_Given exercise_
Substitute "marker" for "keypoint" in the data starting at the line containing "of the small" and ending at the end of the data, and return only those lines with nothing else changed.

_Information shown_
/---

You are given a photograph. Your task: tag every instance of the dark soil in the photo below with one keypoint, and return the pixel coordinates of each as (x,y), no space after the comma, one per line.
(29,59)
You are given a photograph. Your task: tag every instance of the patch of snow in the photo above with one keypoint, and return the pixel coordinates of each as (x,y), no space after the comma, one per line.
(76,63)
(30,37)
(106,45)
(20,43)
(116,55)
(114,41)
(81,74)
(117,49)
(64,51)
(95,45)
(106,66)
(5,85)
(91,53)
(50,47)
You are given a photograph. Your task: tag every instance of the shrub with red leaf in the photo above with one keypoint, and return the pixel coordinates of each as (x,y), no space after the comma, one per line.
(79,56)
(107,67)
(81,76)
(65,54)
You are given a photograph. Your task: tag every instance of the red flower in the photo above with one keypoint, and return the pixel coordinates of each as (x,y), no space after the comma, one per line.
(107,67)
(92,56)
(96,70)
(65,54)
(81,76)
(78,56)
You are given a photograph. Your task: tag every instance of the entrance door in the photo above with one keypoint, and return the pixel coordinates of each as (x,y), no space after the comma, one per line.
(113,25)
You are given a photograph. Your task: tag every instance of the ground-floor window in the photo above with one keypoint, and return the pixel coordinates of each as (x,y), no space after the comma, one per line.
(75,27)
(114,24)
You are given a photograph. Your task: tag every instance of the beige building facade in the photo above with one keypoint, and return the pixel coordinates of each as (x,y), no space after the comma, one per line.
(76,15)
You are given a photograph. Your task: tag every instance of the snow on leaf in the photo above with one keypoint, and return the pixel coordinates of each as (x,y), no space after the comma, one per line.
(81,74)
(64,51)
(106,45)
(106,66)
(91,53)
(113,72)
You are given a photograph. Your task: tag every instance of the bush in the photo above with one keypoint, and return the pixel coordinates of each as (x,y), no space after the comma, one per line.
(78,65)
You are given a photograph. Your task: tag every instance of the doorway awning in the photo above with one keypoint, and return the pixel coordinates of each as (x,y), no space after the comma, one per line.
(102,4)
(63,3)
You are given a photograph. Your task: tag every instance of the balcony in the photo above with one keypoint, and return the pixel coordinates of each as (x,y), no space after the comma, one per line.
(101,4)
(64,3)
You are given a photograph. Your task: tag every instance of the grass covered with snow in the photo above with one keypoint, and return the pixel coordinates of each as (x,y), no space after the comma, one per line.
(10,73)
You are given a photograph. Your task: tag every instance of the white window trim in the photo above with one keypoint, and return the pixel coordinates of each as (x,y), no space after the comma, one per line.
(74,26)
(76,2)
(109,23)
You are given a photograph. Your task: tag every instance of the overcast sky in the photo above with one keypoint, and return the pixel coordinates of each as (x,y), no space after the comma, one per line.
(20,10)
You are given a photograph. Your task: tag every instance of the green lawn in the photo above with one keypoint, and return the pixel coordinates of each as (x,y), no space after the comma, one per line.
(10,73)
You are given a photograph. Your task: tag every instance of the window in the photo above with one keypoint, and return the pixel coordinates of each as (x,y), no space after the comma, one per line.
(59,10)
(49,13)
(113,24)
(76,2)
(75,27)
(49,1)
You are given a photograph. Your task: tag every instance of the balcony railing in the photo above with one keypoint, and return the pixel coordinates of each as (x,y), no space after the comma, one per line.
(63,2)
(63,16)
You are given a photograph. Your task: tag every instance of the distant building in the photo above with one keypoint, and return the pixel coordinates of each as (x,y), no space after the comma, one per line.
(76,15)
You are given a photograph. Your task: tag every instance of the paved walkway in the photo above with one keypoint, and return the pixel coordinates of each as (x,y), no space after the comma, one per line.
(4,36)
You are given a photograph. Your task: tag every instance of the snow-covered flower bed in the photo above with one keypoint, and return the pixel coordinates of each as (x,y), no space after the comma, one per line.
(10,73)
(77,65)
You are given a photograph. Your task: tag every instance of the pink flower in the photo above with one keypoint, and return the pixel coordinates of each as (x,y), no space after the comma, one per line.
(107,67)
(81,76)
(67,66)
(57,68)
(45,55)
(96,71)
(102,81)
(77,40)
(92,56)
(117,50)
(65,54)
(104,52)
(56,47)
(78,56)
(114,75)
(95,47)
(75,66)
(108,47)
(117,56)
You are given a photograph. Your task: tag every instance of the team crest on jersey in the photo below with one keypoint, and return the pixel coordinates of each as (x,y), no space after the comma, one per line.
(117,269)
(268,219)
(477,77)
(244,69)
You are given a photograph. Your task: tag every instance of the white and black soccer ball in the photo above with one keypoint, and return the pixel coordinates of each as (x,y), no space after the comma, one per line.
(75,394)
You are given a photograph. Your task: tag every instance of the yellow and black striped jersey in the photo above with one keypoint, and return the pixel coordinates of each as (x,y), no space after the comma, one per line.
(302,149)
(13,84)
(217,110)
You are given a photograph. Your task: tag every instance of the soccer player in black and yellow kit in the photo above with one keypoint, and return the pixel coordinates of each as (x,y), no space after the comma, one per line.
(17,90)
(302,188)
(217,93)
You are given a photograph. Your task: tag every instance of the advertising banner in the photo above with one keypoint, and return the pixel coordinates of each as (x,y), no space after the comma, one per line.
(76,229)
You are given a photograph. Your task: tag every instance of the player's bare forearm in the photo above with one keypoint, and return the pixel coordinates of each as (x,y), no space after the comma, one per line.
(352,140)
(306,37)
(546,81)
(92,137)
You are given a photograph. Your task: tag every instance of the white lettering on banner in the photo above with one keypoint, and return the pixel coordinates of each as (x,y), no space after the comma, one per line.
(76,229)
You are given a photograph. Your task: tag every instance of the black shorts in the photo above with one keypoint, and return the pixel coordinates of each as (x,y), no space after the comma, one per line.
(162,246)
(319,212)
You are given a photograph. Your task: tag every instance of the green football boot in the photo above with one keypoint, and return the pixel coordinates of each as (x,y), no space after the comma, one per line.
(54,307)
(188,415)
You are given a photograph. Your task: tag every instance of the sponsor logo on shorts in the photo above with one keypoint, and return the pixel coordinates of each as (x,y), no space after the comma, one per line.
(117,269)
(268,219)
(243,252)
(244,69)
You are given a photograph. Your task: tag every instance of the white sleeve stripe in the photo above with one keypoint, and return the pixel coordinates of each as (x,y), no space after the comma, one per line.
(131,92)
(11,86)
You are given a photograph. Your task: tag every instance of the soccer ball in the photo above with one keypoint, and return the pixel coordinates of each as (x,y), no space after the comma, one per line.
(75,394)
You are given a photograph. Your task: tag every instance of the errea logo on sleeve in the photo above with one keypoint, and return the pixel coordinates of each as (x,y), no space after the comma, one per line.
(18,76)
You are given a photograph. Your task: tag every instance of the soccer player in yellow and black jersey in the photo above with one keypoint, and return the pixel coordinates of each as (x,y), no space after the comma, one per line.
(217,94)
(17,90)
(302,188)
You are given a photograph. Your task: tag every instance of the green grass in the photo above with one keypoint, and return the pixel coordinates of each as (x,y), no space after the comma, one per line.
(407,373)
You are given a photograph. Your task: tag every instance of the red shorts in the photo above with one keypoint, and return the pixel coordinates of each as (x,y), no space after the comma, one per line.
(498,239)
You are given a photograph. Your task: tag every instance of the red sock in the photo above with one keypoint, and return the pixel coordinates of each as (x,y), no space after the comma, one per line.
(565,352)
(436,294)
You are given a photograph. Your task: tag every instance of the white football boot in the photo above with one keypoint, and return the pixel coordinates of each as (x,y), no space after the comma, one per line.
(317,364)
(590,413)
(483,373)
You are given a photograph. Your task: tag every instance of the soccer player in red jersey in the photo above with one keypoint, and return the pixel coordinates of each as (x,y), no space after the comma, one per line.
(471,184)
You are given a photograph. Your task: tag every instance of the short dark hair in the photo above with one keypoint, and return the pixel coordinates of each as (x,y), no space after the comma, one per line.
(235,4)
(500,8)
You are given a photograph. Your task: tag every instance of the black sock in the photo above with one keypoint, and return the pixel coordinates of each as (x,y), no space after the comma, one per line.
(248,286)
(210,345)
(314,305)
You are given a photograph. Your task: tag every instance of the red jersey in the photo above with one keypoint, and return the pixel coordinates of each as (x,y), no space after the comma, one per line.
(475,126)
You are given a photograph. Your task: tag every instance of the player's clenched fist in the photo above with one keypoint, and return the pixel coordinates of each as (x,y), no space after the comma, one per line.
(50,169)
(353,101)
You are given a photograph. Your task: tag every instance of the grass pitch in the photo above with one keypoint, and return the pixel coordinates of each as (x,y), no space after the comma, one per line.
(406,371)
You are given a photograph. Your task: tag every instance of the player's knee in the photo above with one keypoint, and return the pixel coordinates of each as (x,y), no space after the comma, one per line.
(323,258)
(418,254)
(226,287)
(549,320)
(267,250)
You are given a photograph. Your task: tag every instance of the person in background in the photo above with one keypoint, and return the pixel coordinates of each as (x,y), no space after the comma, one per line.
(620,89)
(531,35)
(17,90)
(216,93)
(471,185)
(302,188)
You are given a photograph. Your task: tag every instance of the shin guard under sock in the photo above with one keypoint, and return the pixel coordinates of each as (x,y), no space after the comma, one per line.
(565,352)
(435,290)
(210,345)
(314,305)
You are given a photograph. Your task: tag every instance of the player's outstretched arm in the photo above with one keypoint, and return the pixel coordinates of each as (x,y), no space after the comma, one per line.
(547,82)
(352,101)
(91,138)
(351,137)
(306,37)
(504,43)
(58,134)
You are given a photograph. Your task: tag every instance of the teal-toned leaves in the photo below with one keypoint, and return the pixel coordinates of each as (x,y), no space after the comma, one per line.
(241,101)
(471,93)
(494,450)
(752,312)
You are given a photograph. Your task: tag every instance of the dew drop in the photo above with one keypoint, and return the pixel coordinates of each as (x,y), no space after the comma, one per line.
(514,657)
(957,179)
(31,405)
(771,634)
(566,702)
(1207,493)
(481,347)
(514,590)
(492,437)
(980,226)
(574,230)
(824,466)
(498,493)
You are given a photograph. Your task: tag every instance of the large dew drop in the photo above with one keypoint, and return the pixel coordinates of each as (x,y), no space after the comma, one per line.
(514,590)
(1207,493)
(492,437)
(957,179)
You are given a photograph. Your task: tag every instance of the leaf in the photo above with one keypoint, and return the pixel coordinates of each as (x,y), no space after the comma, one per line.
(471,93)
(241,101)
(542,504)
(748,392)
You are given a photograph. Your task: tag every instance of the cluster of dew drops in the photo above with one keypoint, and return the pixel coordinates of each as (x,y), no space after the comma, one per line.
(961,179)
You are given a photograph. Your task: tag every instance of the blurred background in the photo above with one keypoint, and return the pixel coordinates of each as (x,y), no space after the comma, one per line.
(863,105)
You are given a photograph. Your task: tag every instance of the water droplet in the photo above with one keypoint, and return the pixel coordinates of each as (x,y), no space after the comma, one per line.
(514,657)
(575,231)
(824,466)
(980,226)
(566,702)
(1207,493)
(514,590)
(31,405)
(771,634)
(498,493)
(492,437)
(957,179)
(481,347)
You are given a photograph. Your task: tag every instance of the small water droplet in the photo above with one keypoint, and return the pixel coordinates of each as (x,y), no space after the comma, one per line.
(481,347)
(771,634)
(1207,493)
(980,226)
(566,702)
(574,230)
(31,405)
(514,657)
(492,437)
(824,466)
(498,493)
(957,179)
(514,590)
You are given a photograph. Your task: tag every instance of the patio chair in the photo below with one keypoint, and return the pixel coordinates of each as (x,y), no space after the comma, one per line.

\---

_Response for this exercise_
You are given a photograph. Your task: tag every instance of the small water droplet in the photo above with one marker, and return the pixel coordinates of each as (x,y), no space after the comma, one per line.
(481,347)
(771,634)
(1207,493)
(980,226)
(566,702)
(574,230)
(31,405)
(514,657)
(492,437)
(824,466)
(498,493)
(957,179)
(514,590)
You are given a photograph. Your task: tag every instance of the patio chair in the photo below with one marker, and return the pixel coordinates of each as (x,y), no space after the comma, one per line.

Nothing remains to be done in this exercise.